Rewrite the stretch of the data from its start through the line containing "left=0, top=113, right=800, bottom=235", with the requests kept as they are. In the answers only, shift every coordinate by adding 55 to it.
[Records shown start]
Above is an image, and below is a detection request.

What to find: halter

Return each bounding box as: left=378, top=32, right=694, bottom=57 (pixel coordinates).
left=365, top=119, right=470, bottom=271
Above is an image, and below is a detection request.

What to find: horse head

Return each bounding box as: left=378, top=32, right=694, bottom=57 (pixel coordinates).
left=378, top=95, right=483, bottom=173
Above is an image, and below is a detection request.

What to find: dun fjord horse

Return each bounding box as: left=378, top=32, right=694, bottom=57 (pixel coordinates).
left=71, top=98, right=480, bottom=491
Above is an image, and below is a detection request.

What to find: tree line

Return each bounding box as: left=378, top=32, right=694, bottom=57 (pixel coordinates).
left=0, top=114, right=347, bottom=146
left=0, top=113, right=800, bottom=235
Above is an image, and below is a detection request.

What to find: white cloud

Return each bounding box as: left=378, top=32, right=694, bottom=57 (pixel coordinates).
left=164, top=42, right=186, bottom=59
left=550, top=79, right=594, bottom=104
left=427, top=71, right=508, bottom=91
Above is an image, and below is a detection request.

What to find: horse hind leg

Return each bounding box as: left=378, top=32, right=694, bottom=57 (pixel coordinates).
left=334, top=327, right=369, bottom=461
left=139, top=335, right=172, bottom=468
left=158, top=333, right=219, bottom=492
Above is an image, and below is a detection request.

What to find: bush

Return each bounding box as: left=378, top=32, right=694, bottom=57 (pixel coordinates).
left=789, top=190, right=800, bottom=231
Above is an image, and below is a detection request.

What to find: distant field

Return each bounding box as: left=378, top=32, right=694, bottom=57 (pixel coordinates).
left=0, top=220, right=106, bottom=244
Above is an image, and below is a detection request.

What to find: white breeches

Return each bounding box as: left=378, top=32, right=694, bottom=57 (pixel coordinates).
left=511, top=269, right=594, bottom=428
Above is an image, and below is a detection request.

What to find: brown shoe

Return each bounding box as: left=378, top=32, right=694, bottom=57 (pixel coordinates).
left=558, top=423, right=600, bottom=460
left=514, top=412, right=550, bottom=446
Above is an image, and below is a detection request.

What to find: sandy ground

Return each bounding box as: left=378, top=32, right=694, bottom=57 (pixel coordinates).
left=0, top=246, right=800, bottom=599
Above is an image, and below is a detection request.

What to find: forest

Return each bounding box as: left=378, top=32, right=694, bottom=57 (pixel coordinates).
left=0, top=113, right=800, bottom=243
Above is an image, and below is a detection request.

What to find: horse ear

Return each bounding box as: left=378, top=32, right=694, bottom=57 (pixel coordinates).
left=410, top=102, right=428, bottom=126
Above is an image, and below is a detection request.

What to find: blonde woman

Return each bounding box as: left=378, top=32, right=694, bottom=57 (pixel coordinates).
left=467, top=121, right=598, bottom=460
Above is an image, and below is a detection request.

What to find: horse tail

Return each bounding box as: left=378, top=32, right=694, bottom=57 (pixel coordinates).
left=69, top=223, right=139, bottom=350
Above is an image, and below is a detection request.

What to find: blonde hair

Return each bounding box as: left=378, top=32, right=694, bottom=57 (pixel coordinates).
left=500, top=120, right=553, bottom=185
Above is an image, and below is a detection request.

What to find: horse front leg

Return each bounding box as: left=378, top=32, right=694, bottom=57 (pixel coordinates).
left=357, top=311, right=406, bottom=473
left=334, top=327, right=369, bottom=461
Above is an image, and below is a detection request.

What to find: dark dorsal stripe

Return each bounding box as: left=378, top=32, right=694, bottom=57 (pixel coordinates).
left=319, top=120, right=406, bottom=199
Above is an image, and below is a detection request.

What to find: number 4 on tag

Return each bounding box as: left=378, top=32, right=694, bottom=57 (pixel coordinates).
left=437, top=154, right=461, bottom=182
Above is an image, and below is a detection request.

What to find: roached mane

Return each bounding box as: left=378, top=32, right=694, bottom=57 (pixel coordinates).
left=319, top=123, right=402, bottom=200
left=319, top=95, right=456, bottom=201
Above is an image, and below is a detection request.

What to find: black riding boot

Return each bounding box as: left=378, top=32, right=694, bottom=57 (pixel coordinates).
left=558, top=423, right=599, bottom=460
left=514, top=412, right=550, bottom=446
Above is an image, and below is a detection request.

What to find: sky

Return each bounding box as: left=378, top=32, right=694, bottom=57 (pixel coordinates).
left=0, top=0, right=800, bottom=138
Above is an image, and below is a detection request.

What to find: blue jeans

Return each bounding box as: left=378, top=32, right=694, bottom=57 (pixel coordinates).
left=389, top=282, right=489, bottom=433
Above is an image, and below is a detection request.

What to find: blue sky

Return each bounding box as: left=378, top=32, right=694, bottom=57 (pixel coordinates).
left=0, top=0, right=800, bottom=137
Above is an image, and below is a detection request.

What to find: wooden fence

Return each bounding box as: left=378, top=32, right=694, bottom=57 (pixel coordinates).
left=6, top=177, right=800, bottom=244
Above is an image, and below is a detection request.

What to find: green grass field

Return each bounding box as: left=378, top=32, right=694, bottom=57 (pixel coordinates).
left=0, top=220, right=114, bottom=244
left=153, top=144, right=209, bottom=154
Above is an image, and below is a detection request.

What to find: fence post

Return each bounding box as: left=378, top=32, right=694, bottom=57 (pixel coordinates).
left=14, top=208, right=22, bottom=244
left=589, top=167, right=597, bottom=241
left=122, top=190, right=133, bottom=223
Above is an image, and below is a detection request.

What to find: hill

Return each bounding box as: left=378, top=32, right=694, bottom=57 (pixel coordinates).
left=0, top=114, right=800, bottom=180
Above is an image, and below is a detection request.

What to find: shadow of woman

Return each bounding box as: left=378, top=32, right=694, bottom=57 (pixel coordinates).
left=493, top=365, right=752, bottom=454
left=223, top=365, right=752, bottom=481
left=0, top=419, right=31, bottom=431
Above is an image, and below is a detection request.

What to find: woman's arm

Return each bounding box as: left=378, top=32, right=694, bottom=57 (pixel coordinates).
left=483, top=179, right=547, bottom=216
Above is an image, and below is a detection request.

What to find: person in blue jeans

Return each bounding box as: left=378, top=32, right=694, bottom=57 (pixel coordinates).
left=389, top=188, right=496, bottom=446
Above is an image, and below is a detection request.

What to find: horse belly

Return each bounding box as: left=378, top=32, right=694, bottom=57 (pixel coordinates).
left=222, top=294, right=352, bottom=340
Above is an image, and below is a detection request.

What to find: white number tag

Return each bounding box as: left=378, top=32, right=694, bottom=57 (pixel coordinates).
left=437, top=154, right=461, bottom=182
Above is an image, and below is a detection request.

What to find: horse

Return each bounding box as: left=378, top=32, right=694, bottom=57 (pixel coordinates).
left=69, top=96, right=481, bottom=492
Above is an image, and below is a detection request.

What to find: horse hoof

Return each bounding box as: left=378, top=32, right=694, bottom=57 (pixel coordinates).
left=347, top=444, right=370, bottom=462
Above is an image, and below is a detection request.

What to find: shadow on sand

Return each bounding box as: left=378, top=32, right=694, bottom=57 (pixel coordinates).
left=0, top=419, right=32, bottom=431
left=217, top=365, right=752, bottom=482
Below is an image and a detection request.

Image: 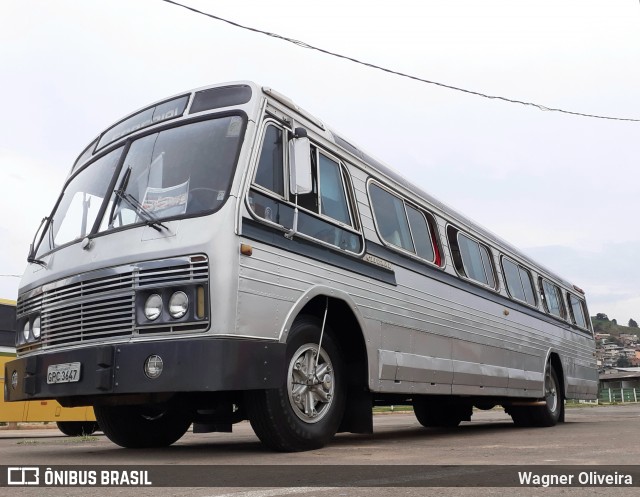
[Records shown end]
[Result for this task]
Above is an image, and below is a detection request.

What to find: halter

Return each bounding box as: left=378, top=32, right=694, bottom=57 (pixel coordinates).
left=420, top=174, right=525, bottom=326
Above is an image, and below is a detection request.

What to find: horse head

Return each bounding box as: left=378, top=32, right=694, bottom=57 (pixel coordinates).
left=433, top=150, right=538, bottom=228
Above is an image, and below is a detection request.

What to find: dun fjord horse

Return each bounding box as: left=378, top=32, right=694, bottom=57 (pixel coordinates).
left=126, top=153, right=535, bottom=546
Above is an image, and below is a detection request.

What to find: tree line

Return each bounding box as: left=378, top=32, right=694, bottom=57 (pixel coordinates).
left=55, top=169, right=402, bottom=201
left=55, top=168, right=855, bottom=290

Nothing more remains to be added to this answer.